What is required = Copy each line of the records that contains the word "black".
=-=-=-=-=
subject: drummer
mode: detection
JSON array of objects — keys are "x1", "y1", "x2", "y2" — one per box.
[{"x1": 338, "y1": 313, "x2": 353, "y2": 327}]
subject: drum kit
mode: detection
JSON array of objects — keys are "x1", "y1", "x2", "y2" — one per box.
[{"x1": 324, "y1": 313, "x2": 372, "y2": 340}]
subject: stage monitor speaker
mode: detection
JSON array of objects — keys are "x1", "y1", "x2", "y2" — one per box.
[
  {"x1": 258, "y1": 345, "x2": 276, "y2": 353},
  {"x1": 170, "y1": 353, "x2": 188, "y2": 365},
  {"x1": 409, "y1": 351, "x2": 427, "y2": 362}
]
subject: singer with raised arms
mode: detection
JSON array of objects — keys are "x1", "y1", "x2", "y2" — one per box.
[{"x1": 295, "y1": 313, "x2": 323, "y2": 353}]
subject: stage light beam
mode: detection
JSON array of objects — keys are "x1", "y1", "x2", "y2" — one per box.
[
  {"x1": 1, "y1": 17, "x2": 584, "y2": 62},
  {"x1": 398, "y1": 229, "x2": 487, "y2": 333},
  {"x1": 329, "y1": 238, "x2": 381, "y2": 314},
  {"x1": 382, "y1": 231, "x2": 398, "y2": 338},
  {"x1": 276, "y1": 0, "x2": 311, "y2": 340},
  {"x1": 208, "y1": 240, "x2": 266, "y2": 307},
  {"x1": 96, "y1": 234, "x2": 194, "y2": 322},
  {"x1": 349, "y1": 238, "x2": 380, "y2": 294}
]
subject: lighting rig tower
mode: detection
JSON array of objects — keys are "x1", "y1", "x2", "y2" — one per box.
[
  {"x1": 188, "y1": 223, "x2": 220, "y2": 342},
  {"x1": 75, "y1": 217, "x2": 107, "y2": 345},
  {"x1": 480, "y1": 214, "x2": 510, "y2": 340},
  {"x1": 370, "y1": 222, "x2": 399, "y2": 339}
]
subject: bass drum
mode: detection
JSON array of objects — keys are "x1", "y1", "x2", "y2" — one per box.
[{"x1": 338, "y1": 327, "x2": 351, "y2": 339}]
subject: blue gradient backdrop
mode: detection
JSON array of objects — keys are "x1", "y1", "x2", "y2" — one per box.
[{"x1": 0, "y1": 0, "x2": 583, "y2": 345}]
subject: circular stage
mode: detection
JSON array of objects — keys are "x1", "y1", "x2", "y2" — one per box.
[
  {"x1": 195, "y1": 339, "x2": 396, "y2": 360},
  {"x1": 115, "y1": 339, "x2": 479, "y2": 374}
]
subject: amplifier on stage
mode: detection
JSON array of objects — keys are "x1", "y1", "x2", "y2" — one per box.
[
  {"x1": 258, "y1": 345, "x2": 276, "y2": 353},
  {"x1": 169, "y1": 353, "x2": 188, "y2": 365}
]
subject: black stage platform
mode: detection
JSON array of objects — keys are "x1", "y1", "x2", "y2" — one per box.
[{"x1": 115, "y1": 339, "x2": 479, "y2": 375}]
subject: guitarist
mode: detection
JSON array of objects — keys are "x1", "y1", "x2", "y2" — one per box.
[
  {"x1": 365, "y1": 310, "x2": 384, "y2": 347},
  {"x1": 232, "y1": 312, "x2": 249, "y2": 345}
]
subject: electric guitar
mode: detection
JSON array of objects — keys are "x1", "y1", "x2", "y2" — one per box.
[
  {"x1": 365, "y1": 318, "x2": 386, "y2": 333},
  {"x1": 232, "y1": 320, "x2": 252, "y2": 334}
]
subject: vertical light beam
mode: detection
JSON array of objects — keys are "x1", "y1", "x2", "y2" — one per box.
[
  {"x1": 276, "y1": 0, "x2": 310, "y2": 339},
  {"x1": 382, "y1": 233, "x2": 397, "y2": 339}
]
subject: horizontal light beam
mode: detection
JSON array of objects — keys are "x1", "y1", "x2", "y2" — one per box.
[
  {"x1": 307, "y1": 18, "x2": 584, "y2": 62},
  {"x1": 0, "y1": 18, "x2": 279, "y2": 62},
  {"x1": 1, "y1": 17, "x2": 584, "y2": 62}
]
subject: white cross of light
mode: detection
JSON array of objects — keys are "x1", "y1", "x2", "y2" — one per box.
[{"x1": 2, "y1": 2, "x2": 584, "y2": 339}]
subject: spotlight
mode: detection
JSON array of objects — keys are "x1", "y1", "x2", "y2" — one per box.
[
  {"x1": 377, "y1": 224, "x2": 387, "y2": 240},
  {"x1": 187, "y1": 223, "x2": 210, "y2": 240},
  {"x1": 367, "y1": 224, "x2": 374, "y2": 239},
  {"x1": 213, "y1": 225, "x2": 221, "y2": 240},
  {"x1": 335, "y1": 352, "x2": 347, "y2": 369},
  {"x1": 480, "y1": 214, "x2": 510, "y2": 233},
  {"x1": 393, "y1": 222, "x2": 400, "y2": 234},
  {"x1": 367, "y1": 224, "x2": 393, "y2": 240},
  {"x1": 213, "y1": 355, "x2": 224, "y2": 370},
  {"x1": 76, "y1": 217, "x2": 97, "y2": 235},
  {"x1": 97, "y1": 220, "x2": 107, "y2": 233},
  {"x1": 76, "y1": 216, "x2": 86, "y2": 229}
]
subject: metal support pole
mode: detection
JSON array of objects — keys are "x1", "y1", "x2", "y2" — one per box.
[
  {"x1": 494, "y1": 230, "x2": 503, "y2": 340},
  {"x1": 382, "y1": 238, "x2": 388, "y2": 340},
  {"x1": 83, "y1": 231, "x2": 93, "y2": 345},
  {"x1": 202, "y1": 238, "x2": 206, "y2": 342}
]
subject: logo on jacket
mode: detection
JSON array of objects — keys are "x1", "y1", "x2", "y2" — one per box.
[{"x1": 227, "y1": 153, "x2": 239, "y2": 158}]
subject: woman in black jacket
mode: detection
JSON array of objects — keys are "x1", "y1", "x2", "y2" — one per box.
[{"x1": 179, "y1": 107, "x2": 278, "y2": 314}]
=-=-=-=-=
Problem solution =
subject: black stage platform
subject: woman in black jacket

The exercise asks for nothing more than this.